── Extracted text ──

Oliver concluded this model lacked sustainability and needed a system for continuous content output. He discovered Key on Twitter, a Dropshipper successfully promoting products (high-powered flashlights) organically on TikTok with daily videos on a brand page.

Key had a $30,000 sales day from a viral video. Oliver proposed Key become an affiliate for Tabs, focusing solely on content creation while Oliver handled e-commerce operations.

Convinced that Key was the missing piece, Oliver reached out via direct message and, after a quick negotiation, hired him for a $1,000 monthly retainer to take over the @TabsOfficial TikTok account and inject it with his creative energy. Key didn’t waste time—he dove in with a strategy that was straightforward yet brilliant: posting one TikTok video every single day, each one designed to entertain while subtly showcasing Tabs Chocolate in a way that felt organic rather than forced. His content leaned heavily on humor and real-life scenarios, steering clear of the polished, salesy vibe of traditional ads that might turn viewers off.

Key's content quickly hit, driving $70k-$80k in sales that month ($80k-$100k revenue).

This success became the model for horizontal scaling. Oliver realized adding multiple creators to one account could confuse the TikTok algorithm and stifle views.

───
── The data ──

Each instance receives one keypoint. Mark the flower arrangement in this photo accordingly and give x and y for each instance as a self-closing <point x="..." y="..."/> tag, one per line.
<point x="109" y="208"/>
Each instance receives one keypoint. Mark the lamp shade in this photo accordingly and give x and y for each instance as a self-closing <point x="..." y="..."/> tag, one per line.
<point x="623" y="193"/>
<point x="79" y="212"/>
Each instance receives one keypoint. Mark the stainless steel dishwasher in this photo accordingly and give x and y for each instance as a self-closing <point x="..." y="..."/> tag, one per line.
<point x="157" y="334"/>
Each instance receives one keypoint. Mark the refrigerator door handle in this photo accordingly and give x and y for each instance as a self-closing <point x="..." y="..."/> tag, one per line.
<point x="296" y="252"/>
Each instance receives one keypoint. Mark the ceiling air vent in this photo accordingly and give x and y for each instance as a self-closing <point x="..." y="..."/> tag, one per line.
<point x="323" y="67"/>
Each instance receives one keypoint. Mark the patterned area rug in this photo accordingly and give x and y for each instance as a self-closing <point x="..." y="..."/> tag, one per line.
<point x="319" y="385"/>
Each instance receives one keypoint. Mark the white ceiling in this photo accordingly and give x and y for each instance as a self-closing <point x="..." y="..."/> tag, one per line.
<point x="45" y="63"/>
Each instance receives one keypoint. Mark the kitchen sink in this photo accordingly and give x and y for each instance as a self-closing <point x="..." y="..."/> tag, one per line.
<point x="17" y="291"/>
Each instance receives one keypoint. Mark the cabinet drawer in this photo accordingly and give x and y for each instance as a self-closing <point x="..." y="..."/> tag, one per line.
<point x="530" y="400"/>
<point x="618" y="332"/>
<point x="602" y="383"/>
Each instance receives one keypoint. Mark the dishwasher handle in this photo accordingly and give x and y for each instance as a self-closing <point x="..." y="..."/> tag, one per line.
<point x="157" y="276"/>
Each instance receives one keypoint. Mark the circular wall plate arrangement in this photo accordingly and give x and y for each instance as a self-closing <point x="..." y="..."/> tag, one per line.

───

▶ _What you need to do_
1. Condense the Tabs Chocolate passage into two sentences.
2. Using the Tabs Chocolate passage, answer each of these:
(a) On which platform did Oliver discover Key?
(b) What sales total did Key have in one day from a viral video?
(c) What did Oliver think adding multiple creators to one account could do?
3. Write the next part of the Tabs Chocolate passage, picking up after its final sentence.
The data were taken from a separate source.

▶ _Task-by-task results_
1. After concluding that his model lacked sustainability, Oliver found Key, a dropshipper who promoted high-powered flashlights organically on TikTok, and hired him for a $1,000 monthly retainer to run the @TabsOfficial TikTok account. Key posted one humorous, real-life video every day that showcased Tabs Chocolate organically, and this success became the model for horizontal scaling.

2.
(a) Twitter.
(b) $30,000.
(c) It could confuse the TikTok algorithm and stifle views.

3.
He opted to set up each new creator with their own independent TikTok account under variations of the Tabs brand name (e.g., Tabs Chocolate one, The Viral Chocolates).

Tabs Chocolate - Multi Accounts

This allowed for better analytics and leveraged the algorithm's favor for consistent, niche accounts. Different creators also brought diverse audiences, acting as miniature ad units. This strategy scaled to hundreds of creators and accounts, relying on the law of averages for consistent wins.

The One-Two Punch Content Strategy on TikTok

Tabs employs a content strategy called the "one-two hook" or "one-two punch" on TikTok.

Punch #1 focuses on creating viral videos for broad brand awareness and capturing attention. These initial videos are general, not heavily focused on product details, aiming simply for maximum eyeballs using TikTok's low CPMs.

Punch #2 activates after a video goes viral and gains traction. This involves creating follow-up videos that directly respond to comments left on the initial viral video.

TikTok has a feature that embeds the comment in the new video. Crucially, making these response videos from the same account that posted the original viral video triggers free retargeting, showing the new videos to the initial viral audience.

Videos 2, 3, 4, and beyond become the conversion engine. In these follow-up videos, creators explicitly sell the product, explain benefits, address common questions ("Is this real? How does it work?"), counter objections, drive traffic to the website, and create urgency.

Oliver notes a video with 30 million views generated $40,000 in sales on the viral day, but the follow-up response videos generated $130,000 the next day and continued to drive the bulk of sales.

The innovation for specific viral content angles often originates from the creators themselves, who remade successful formats like "Finding Tabs in [fill in the blank]" where the blank is "Airbnb", "sister's boyfriend's room" and "a school parking lot".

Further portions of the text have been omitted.